_Given exercise 1_. According to the essay on Fan Xi and photography, why does Roland Barthes hold that photographs are not art?
_Given exercise 2_. Transcribe the passage of the essay on Fan Xi and photography from "Toutes les versions" up to and including "other is punctum [2].".

══ Text provided

Fan Xi and the de-iconification of the world of images

, Fan Xi et Mao Zhu

Toutes les versions de cet article : [English] [中文]

Roland Barthes drew a critical conclusion on contemporary photography in Camera Lucida : Reflections on Photography : the contemporary transformed the world into images, where photographs allowed the world to come to the surface, where people’s desires are magnified. As a technique of image production, photography is divided into two paths : one is studium, and the other is punctum [2].

Portrait on Paper No.84
胶片、综合材料 film, mixed material

I

Since the beginning, the photograph’s testimonial property is similar to Gerhard Richter’s “photo-realism” that attempts to wipe out “the subjective and spiritual residue of every detail” through meticulous depiction of existing objects, by which to maintain a neutral and anonymous attitude. While this viewpoint is not new, insofar as the invention of photography at the beginning of the Nineteenth century, the debate evolved around painting and photography has not ceased, primarily evolved around whether photography produces images devoid of metaphorical meaning ? For Roland Barthes, photographs are “that-has-been”, it’s a testimony, a “curse”, not art, because everything is given without provoking the desire for or even the possibility of a rhetorical expansion [3]. While Blanchot held the opposite view, who stated, “The essence of the image is to be altogether outside, without intimacy, and yet more inaccessible and mysterious than the thought of the inner most being ; without signification, yet summoning up the depth of any possible meaning ; unrevealed yet manifest, having that absence-as-presence which constitutes the lure and the fascination of the Sirens.” [4]

This debate anchors the dialectical qualities in the medium of photography : on the one hand, the realistic and testimonial qualities allow photography shoots reality into images, lucidly exposing everything in front of the viewer ; on the other hand, the image frames and magnifies the features of everyday reality forcing them to confront the reality in the photograph. Those experience and phenomenon we are indifferent of suddenly draws our attention, and become the object framed and reiterated by various art theories, as if there is still certain source of undisclosed meaning in very moment framed by the lens – a viewing experience would urge people to realize their distant separation from the so-called “reality” through the lens. Roland Barthes satirically banters, the image world backfires all people’s everyday experiences, exacerbates people’s sense of distance in treating their daily experiences, so they would sometimes agree that, “Look, how gloomy they are ! Nowadays the images are livelier than the people.” [5]

Images reconstruct the real experiences of our everyday life, especially with the assistance of technology. The liminal image between reality and fiction created through photography can instantly satisfy people’s gratification for creativity. The instant of pressing down on the shutter may generate an artistic lexicon that resonates with profound significance. Indeed, engulfed by modern technology, the artistic threshold set for photography has hit the rock bottom. Snapshots and Photoshop had been naturally adopted as a necessity in people’s daily usage. At the same time, this also obscured the boundary of possibilities in considering photography as a contemporary artistic vernacular. For those artists who chose photography as their creative medium, the ways in which the artistic expression between the image world represented through one’s photographs and the realms of experiences would be structured might be a serious issue worthy of exploring. On this issue, whether to focus on the technical aspects of the medium or not would be rather general and superficial classification of the divide. Instead to challenge and inquiry into this artistic language is what distinguishes artists working in the medium of photography.

════
══ Supplied entries

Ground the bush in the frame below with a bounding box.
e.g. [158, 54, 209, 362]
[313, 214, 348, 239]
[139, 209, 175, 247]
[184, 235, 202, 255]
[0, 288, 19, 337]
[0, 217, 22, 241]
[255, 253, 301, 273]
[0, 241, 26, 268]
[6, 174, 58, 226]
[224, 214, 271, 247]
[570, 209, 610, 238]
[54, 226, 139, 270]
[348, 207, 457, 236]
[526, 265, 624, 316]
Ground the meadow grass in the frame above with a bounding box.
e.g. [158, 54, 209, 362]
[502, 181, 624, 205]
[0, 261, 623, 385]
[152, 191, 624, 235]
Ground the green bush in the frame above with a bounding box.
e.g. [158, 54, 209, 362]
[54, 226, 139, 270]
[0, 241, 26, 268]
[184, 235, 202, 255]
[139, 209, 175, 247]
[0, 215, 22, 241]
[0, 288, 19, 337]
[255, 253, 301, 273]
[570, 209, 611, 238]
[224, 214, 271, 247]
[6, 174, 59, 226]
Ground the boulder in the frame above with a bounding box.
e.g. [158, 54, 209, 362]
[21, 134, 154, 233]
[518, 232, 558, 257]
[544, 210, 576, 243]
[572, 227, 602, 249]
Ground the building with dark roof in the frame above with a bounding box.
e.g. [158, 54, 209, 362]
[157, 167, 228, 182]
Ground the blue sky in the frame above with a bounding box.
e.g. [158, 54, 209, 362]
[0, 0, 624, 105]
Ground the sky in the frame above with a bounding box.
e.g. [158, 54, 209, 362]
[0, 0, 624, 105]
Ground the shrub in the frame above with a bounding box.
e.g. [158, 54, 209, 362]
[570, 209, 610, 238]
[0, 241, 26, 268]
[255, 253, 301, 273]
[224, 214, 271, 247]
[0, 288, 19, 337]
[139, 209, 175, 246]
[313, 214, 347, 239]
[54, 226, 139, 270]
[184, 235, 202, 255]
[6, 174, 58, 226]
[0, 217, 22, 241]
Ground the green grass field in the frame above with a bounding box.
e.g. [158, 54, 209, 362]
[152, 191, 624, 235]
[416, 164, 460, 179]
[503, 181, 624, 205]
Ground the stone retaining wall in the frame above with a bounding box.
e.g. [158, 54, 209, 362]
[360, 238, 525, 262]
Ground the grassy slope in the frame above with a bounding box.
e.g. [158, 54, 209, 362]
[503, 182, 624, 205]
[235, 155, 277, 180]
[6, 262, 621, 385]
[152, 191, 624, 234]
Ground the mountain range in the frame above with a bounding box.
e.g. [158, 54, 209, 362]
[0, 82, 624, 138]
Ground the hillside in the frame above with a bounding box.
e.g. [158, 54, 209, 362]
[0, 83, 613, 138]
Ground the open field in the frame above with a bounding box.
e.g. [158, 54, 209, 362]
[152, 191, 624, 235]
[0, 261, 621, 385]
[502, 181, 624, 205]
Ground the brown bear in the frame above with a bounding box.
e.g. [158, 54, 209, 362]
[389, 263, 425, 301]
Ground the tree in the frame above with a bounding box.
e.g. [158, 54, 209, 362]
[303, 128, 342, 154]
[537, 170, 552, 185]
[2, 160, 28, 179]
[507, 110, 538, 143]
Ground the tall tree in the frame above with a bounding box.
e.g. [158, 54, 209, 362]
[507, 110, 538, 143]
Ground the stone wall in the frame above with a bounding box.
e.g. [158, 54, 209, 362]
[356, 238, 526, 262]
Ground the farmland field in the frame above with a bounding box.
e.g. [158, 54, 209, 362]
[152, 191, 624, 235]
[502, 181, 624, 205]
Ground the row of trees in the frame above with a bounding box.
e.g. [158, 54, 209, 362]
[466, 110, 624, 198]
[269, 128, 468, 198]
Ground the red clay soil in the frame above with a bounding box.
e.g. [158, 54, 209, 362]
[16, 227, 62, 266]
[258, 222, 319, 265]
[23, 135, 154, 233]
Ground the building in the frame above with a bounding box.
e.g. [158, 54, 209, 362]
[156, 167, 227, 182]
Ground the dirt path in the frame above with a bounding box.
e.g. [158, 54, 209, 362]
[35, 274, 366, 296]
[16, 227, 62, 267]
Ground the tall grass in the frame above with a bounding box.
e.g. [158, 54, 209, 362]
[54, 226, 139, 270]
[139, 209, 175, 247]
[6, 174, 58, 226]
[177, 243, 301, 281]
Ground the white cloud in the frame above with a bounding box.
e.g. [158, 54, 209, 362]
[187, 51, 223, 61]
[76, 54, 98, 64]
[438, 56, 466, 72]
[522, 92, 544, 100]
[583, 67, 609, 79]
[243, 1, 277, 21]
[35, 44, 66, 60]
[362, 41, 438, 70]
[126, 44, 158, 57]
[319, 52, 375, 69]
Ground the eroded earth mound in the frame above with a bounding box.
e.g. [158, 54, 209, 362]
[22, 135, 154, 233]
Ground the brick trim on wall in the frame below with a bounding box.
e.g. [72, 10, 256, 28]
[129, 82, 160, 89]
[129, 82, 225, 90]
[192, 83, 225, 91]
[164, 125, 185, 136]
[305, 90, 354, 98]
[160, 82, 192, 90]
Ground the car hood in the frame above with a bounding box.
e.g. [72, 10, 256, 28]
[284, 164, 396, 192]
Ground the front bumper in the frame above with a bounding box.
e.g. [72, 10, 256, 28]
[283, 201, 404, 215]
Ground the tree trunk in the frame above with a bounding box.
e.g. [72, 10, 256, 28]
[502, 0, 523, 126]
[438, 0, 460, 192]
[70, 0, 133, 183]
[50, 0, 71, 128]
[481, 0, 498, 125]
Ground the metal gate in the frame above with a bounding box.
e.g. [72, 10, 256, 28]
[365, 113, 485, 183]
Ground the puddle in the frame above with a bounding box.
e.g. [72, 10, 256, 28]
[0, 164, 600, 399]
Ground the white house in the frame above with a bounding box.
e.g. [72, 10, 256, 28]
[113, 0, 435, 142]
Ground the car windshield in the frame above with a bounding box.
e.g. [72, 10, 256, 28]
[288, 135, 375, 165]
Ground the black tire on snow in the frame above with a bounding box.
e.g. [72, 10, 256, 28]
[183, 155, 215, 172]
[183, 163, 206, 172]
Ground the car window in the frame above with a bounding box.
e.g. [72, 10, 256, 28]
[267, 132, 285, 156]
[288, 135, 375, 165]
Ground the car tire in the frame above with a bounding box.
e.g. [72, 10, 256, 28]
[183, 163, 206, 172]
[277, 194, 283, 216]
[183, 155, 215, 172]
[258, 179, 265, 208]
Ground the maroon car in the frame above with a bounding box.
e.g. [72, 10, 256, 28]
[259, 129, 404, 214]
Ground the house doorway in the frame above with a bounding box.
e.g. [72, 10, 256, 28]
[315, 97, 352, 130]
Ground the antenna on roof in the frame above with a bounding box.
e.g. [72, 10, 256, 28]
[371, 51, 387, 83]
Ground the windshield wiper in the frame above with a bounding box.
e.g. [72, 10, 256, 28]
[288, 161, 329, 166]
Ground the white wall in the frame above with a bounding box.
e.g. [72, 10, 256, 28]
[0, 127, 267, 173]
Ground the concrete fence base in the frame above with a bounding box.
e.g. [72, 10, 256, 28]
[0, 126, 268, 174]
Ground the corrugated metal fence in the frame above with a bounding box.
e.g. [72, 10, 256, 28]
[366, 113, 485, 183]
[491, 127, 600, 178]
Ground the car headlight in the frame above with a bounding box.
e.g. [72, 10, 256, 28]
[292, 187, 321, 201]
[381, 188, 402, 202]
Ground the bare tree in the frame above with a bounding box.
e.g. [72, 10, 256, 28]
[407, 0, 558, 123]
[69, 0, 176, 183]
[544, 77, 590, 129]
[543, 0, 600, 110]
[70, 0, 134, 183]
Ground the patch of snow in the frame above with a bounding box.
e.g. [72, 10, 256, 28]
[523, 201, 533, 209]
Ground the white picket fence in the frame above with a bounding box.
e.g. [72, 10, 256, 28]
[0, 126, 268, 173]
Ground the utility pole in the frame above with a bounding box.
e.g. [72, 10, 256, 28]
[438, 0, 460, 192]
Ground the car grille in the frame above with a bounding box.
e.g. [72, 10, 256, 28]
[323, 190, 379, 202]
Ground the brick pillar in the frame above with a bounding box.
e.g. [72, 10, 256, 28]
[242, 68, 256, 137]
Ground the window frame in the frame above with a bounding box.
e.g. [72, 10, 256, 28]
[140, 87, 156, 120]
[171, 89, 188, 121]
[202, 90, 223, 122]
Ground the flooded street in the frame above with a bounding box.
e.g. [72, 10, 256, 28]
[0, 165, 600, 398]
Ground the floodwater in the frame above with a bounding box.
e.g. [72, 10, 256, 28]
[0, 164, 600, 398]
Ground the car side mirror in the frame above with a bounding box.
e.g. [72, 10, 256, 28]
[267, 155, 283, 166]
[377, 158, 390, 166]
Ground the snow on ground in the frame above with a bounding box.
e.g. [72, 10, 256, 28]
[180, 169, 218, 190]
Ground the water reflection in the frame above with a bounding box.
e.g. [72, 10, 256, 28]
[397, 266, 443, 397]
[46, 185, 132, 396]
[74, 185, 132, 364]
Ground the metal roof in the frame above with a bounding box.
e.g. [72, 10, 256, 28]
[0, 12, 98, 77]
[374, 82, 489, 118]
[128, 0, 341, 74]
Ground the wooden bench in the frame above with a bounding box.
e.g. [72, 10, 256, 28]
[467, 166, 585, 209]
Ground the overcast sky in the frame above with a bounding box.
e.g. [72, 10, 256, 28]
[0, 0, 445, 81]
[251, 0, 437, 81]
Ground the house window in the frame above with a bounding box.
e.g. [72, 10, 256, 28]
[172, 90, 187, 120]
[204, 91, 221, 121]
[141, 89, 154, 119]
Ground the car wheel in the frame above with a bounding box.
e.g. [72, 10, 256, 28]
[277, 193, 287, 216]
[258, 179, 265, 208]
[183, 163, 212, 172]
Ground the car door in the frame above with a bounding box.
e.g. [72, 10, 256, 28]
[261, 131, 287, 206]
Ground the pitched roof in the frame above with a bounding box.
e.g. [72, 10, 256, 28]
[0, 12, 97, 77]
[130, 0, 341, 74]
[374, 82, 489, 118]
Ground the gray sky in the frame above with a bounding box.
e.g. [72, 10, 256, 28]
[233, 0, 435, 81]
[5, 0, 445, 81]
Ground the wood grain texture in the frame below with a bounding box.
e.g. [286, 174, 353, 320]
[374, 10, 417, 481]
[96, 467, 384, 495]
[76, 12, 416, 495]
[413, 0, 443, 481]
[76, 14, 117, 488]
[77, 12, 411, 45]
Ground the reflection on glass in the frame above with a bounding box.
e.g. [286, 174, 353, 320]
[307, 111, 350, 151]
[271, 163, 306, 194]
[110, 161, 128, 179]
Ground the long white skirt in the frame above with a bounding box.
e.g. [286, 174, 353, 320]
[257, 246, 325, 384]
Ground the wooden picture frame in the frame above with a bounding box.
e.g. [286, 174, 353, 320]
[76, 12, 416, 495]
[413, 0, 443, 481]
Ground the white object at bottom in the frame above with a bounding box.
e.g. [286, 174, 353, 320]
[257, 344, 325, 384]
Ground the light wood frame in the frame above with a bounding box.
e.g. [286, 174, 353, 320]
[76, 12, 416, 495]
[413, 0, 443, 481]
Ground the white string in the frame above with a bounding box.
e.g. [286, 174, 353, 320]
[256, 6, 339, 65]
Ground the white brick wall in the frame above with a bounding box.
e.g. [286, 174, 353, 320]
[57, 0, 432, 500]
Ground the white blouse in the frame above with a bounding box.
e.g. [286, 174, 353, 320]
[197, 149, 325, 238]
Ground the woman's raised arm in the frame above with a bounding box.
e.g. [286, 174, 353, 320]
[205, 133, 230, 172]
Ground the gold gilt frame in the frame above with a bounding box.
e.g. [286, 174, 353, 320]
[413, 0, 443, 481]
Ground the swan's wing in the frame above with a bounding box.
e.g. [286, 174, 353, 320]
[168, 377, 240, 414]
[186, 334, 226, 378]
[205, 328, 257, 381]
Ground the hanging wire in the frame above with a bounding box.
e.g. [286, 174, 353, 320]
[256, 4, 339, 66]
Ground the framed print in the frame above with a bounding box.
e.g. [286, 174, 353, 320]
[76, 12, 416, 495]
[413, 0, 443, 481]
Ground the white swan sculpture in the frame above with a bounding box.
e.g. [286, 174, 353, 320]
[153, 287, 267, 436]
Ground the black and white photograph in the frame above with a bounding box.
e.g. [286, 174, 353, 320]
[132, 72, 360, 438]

════

_Response 1_. Barthes regards photographs as "that-has-been," a testimony and a "curse," rather than art. He holds this because in a photograph everything is given without provoking the desire for, or even the possibility of, a rhetorical expansion.

_Response 2_.
Toutes les versions de cet article : [English] [中文]

Roland Barthes drew a critical conclusion on contemporary photography in Camera Lucida : Reflections on Photography : the contemporary transformed the world into images, where photographs allowed the world to come to the surface, where people’s desires are magnified. As a technique of image production, photography is divided into two paths : one is studium, and the other is punctum [2].